### Part of a data file
+ + +
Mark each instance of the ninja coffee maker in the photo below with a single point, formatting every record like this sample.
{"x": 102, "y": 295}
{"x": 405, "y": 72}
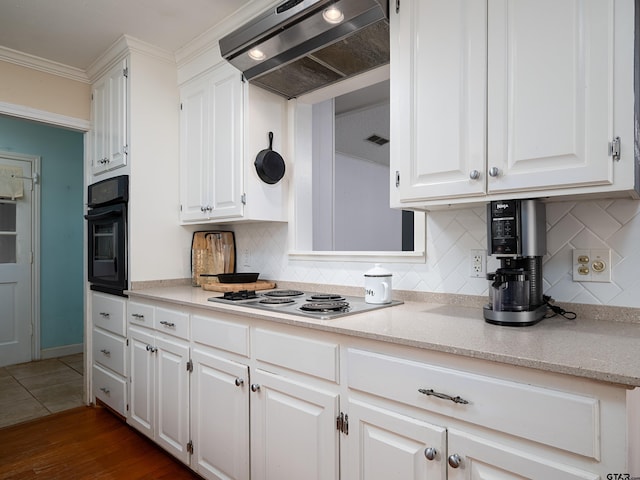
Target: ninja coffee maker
{"x": 516, "y": 235}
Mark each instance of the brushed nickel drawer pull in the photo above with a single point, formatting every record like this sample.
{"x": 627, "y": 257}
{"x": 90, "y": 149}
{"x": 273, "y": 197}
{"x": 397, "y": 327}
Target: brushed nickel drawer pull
{"x": 444, "y": 396}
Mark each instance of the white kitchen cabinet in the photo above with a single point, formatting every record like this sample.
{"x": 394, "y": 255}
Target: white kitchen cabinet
{"x": 108, "y": 351}
{"x": 159, "y": 380}
{"x": 224, "y": 124}
{"x": 384, "y": 444}
{"x": 109, "y": 144}
{"x": 293, "y": 429}
{"x": 211, "y": 146}
{"x": 471, "y": 426}
{"x": 219, "y": 416}
{"x": 500, "y": 98}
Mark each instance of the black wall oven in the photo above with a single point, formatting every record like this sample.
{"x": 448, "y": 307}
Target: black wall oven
{"x": 107, "y": 235}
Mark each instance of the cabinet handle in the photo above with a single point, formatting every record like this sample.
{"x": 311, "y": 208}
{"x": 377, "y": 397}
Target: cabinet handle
{"x": 430, "y": 453}
{"x": 454, "y": 460}
{"x": 444, "y": 396}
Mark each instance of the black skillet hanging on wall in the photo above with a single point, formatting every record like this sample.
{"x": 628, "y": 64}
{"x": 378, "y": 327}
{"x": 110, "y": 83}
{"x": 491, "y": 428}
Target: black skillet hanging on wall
{"x": 269, "y": 164}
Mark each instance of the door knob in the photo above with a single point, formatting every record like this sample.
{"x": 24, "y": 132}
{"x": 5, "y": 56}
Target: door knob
{"x": 430, "y": 453}
{"x": 454, "y": 460}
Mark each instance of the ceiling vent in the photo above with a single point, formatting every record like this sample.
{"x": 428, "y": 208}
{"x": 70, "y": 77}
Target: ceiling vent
{"x": 377, "y": 139}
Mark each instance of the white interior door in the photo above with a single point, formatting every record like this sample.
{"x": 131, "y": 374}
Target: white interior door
{"x": 16, "y": 254}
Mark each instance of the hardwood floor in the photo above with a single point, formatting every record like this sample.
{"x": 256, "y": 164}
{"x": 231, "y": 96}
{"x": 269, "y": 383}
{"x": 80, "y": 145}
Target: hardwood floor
{"x": 83, "y": 443}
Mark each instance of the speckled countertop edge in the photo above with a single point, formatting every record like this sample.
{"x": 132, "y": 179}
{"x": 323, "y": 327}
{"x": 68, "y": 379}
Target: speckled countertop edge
{"x": 601, "y": 345}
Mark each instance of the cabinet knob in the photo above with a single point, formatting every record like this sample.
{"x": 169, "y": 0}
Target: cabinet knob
{"x": 430, "y": 453}
{"x": 454, "y": 460}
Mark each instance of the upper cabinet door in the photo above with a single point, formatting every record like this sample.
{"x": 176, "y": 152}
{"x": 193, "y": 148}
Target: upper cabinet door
{"x": 109, "y": 114}
{"x": 211, "y": 146}
{"x": 438, "y": 98}
{"x": 194, "y": 150}
{"x": 550, "y": 91}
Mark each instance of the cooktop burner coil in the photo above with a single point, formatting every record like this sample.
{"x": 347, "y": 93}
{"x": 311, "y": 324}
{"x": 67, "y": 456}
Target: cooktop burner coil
{"x": 283, "y": 293}
{"x": 325, "y": 307}
{"x": 277, "y": 300}
{"x": 323, "y": 297}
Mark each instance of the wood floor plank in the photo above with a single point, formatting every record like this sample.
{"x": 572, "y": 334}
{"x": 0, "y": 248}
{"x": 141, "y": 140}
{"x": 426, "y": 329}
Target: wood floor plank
{"x": 84, "y": 443}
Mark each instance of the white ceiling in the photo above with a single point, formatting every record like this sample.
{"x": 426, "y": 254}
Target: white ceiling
{"x": 76, "y": 32}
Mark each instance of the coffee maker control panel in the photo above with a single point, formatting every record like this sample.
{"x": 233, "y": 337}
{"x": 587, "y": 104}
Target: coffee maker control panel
{"x": 504, "y": 227}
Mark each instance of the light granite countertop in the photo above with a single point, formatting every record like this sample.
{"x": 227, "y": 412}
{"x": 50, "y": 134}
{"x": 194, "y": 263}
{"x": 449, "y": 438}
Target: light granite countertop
{"x": 596, "y": 349}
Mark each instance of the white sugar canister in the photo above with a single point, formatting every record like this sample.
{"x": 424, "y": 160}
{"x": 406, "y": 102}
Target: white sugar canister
{"x": 377, "y": 285}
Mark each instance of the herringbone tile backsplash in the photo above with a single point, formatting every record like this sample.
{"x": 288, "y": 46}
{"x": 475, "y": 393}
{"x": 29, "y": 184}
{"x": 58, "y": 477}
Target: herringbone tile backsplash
{"x": 613, "y": 224}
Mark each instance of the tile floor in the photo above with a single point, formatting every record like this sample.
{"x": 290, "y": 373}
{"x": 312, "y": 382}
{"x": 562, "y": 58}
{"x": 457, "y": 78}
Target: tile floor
{"x": 35, "y": 389}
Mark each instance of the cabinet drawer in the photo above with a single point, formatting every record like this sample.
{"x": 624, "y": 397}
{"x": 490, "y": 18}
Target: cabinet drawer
{"x": 527, "y": 411}
{"x": 300, "y": 354}
{"x": 110, "y": 389}
{"x": 107, "y": 312}
{"x": 228, "y": 336}
{"x": 140, "y": 314}
{"x": 172, "y": 322}
{"x": 109, "y": 350}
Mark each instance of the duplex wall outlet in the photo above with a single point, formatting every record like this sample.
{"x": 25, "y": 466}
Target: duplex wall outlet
{"x": 478, "y": 263}
{"x": 592, "y": 265}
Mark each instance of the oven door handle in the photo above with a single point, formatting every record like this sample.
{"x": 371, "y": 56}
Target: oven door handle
{"x": 103, "y": 215}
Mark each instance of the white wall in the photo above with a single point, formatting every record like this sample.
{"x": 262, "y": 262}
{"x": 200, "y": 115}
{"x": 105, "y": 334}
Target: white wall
{"x": 451, "y": 234}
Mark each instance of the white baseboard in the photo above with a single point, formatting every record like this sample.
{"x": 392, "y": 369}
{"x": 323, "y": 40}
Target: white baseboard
{"x": 63, "y": 351}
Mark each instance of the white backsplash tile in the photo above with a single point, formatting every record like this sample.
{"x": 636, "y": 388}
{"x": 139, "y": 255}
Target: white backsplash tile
{"x": 613, "y": 224}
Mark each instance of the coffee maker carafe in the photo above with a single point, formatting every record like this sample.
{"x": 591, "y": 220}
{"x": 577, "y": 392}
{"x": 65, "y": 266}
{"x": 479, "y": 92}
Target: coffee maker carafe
{"x": 516, "y": 235}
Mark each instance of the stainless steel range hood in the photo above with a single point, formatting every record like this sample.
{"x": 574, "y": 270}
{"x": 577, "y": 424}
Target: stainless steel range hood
{"x": 293, "y": 49}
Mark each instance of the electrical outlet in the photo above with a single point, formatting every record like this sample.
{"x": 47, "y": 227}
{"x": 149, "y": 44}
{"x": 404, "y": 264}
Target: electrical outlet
{"x": 245, "y": 258}
{"x": 478, "y": 263}
{"x": 592, "y": 265}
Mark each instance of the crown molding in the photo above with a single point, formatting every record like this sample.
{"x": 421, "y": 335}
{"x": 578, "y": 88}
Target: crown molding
{"x": 204, "y": 50}
{"x": 43, "y": 65}
{"x": 50, "y": 118}
{"x": 122, "y": 47}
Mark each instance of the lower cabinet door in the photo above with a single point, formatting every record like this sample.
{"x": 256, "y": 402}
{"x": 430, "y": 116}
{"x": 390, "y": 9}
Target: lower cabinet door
{"x": 293, "y": 429}
{"x": 142, "y": 371}
{"x": 172, "y": 400}
{"x": 383, "y": 444}
{"x": 219, "y": 417}
{"x": 476, "y": 458}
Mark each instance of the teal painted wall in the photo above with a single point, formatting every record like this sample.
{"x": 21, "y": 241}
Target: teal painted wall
{"x": 61, "y": 155}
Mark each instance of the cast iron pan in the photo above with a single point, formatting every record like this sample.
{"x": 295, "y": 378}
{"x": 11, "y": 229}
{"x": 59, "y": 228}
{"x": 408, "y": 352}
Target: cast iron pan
{"x": 269, "y": 164}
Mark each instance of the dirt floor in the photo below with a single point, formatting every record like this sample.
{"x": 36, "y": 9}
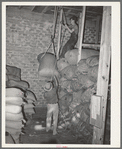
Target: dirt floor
{"x": 33, "y": 136}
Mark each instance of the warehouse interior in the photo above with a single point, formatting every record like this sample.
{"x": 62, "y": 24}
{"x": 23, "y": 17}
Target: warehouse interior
{"x": 29, "y": 32}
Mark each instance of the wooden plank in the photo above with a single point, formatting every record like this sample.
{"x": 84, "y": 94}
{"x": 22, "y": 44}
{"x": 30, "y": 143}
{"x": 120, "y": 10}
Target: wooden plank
{"x": 103, "y": 72}
{"x": 91, "y": 45}
{"x": 59, "y": 34}
{"x": 96, "y": 111}
{"x": 80, "y": 34}
{"x": 33, "y": 8}
{"x": 97, "y": 29}
{"x": 44, "y": 10}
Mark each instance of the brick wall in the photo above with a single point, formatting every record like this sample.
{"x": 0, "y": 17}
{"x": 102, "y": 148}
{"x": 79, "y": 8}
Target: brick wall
{"x": 27, "y": 35}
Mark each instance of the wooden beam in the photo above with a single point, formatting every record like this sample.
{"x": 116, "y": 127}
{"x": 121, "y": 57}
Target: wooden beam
{"x": 80, "y": 10}
{"x": 80, "y": 34}
{"x": 91, "y": 45}
{"x": 44, "y": 10}
{"x": 97, "y": 28}
{"x": 59, "y": 34}
{"x": 103, "y": 71}
{"x": 33, "y": 8}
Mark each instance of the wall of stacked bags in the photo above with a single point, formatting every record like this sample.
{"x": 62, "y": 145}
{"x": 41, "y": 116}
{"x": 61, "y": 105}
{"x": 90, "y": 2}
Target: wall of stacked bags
{"x": 19, "y": 104}
{"x": 27, "y": 35}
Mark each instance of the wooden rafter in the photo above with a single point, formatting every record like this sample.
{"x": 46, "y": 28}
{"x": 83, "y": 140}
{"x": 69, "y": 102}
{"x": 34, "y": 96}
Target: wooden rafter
{"x": 81, "y": 29}
{"x": 45, "y": 9}
{"x": 103, "y": 72}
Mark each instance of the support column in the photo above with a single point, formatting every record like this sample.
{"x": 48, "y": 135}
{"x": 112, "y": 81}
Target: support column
{"x": 59, "y": 34}
{"x": 80, "y": 34}
{"x": 103, "y": 71}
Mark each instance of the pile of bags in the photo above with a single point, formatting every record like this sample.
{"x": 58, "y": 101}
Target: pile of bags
{"x": 13, "y": 113}
{"x": 79, "y": 81}
{"x": 29, "y": 105}
{"x": 19, "y": 102}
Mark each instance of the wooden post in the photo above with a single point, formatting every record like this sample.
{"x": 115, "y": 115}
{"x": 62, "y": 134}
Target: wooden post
{"x": 97, "y": 29}
{"x": 80, "y": 34}
{"x": 103, "y": 72}
{"x": 59, "y": 35}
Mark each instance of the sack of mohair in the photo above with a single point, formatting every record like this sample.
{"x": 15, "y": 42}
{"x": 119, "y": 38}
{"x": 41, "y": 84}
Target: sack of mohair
{"x": 14, "y": 71}
{"x": 19, "y": 84}
{"x": 64, "y": 102}
{"x": 86, "y": 96}
{"x": 93, "y": 60}
{"x": 72, "y": 55}
{"x": 62, "y": 93}
{"x": 47, "y": 66}
{"x": 75, "y": 85}
{"x": 62, "y": 63}
{"x": 69, "y": 72}
{"x": 93, "y": 72}
{"x": 30, "y": 95}
{"x": 77, "y": 95}
{"x": 85, "y": 81}
{"x": 67, "y": 98}
{"x": 82, "y": 66}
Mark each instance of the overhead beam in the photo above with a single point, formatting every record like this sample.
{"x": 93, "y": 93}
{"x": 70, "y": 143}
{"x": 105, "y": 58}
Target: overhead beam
{"x": 59, "y": 34}
{"x": 44, "y": 10}
{"x": 33, "y": 8}
{"x": 80, "y": 34}
{"x": 103, "y": 72}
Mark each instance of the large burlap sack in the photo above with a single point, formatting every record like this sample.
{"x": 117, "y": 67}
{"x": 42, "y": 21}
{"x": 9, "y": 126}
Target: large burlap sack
{"x": 14, "y": 116}
{"x": 93, "y": 61}
{"x": 12, "y": 130}
{"x": 14, "y": 100}
{"x": 62, "y": 93}
{"x": 69, "y": 72}
{"x": 67, "y": 99}
{"x": 19, "y": 84}
{"x": 30, "y": 95}
{"x": 16, "y": 137}
{"x": 62, "y": 63}
{"x": 14, "y": 71}
{"x": 14, "y": 124}
{"x": 82, "y": 66}
{"x": 77, "y": 95}
{"x": 72, "y": 55}
{"x": 47, "y": 66}
{"x": 83, "y": 110}
{"x": 28, "y": 106}
{"x": 14, "y": 92}
{"x": 86, "y": 96}
{"x": 85, "y": 81}
{"x": 29, "y": 111}
{"x": 13, "y": 109}
{"x": 9, "y": 139}
{"x": 75, "y": 85}
{"x": 93, "y": 72}
{"x": 66, "y": 85}
{"x": 12, "y": 77}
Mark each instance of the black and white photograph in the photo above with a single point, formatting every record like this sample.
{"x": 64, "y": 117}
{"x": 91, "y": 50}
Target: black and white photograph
{"x": 58, "y": 64}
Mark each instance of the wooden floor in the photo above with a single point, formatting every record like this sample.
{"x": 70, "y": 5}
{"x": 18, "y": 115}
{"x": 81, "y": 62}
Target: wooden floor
{"x": 41, "y": 136}
{"x": 32, "y": 136}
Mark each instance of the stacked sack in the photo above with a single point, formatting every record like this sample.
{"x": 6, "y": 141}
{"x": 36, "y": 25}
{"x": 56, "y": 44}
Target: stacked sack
{"x": 13, "y": 79}
{"x": 13, "y": 112}
{"x": 79, "y": 81}
{"x": 47, "y": 66}
{"x": 29, "y": 106}
{"x": 13, "y": 75}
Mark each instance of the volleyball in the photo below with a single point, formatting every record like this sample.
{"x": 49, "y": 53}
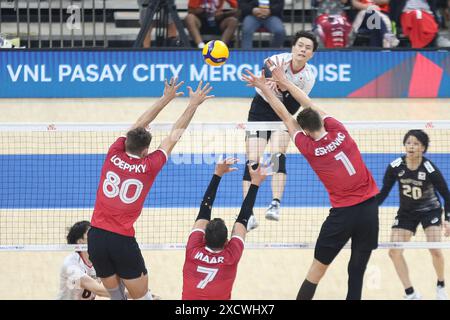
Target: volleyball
{"x": 215, "y": 53}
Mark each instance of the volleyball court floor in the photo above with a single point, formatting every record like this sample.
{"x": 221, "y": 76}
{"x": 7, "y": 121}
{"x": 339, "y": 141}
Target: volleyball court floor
{"x": 262, "y": 273}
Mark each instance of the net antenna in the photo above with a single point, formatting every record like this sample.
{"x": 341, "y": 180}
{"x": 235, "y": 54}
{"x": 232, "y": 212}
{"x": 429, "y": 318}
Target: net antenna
{"x": 162, "y": 9}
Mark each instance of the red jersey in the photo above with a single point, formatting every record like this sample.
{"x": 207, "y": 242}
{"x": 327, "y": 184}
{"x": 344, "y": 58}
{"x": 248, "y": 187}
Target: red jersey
{"x": 383, "y": 7}
{"x": 124, "y": 184}
{"x": 208, "y": 274}
{"x": 338, "y": 163}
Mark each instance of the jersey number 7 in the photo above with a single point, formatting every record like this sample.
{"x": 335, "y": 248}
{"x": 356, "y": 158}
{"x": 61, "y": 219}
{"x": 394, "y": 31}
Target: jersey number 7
{"x": 210, "y": 274}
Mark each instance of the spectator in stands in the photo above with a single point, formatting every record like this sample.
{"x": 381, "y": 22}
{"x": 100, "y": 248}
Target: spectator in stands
{"x": 171, "y": 27}
{"x": 209, "y": 17}
{"x": 418, "y": 21}
{"x": 331, "y": 23}
{"x": 373, "y": 21}
{"x": 267, "y": 14}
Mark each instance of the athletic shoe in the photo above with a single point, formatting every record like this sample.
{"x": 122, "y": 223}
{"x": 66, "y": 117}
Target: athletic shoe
{"x": 413, "y": 296}
{"x": 252, "y": 223}
{"x": 441, "y": 294}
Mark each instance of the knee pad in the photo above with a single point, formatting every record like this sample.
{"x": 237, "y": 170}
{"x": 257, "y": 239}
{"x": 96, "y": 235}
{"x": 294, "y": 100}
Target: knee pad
{"x": 247, "y": 176}
{"x": 147, "y": 296}
{"x": 279, "y": 163}
{"x": 118, "y": 293}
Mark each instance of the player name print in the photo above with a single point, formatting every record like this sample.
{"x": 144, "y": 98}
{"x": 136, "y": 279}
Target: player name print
{"x": 330, "y": 147}
{"x": 137, "y": 168}
{"x": 205, "y": 258}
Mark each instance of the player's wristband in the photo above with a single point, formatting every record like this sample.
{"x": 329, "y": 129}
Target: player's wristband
{"x": 208, "y": 199}
{"x": 247, "y": 205}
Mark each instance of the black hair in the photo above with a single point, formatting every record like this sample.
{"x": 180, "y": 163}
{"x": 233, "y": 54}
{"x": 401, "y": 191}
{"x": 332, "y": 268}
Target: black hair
{"x": 216, "y": 234}
{"x": 420, "y": 135}
{"x": 137, "y": 140}
{"x": 77, "y": 231}
{"x": 308, "y": 35}
{"x": 309, "y": 119}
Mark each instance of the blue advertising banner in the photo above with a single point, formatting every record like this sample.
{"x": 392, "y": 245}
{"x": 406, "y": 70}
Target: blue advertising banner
{"x": 65, "y": 74}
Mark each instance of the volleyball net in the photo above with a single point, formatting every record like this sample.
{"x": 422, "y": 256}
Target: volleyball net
{"x": 49, "y": 176}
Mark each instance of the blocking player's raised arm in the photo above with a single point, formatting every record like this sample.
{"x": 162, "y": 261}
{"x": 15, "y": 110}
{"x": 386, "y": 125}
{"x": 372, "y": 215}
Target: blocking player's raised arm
{"x": 257, "y": 177}
{"x": 442, "y": 187}
{"x": 388, "y": 182}
{"x": 170, "y": 93}
{"x": 204, "y": 214}
{"x": 196, "y": 98}
{"x": 275, "y": 103}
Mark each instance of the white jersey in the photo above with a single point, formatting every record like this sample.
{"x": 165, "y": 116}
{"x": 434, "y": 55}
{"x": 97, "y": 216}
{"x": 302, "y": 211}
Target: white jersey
{"x": 304, "y": 79}
{"x": 73, "y": 269}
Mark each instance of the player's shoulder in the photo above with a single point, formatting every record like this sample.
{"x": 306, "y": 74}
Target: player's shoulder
{"x": 429, "y": 165}
{"x": 396, "y": 163}
{"x": 286, "y": 56}
{"x": 71, "y": 261}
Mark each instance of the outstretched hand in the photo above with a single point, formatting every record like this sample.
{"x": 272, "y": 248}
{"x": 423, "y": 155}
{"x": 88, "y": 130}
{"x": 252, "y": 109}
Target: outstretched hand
{"x": 225, "y": 166}
{"x": 171, "y": 87}
{"x": 260, "y": 174}
{"x": 446, "y": 227}
{"x": 254, "y": 81}
{"x": 198, "y": 96}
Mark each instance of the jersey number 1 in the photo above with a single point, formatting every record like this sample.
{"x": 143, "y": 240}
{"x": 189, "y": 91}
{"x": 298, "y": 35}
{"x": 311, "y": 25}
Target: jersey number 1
{"x": 210, "y": 274}
{"x": 112, "y": 188}
{"x": 346, "y": 161}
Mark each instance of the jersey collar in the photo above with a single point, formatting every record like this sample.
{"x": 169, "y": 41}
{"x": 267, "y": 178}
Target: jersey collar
{"x": 294, "y": 71}
{"x": 212, "y": 251}
{"x": 321, "y": 137}
{"x": 132, "y": 156}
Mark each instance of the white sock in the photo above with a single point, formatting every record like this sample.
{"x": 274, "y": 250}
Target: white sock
{"x": 148, "y": 296}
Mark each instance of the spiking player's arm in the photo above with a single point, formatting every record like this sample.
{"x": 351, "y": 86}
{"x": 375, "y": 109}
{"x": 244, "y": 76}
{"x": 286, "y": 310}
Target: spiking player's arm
{"x": 170, "y": 93}
{"x": 204, "y": 214}
{"x": 257, "y": 177}
{"x": 197, "y": 97}
{"x": 441, "y": 186}
{"x": 388, "y": 182}
{"x": 275, "y": 103}
{"x": 92, "y": 285}
{"x": 279, "y": 76}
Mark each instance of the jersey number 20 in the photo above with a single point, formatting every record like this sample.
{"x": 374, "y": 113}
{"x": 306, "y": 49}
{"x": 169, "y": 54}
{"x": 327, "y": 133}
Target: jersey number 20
{"x": 113, "y": 188}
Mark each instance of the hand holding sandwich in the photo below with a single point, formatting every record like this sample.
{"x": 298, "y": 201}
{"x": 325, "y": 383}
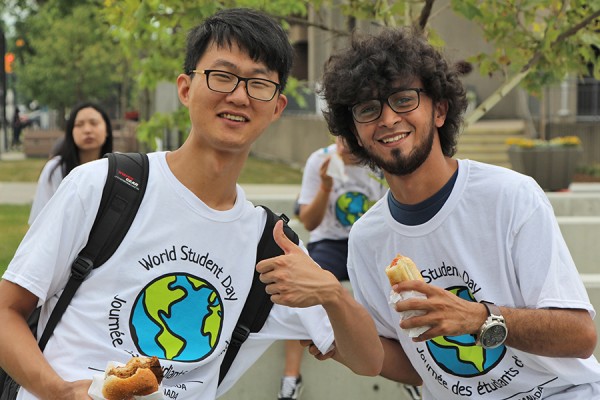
+ + +
### What needs to be done
Show each line of the listing above that contains the string "print", copying every such line in full.

### Task output
Mark each instance of the player name print in the photo above with a single point, formatting every record like this sample.
Target: player name print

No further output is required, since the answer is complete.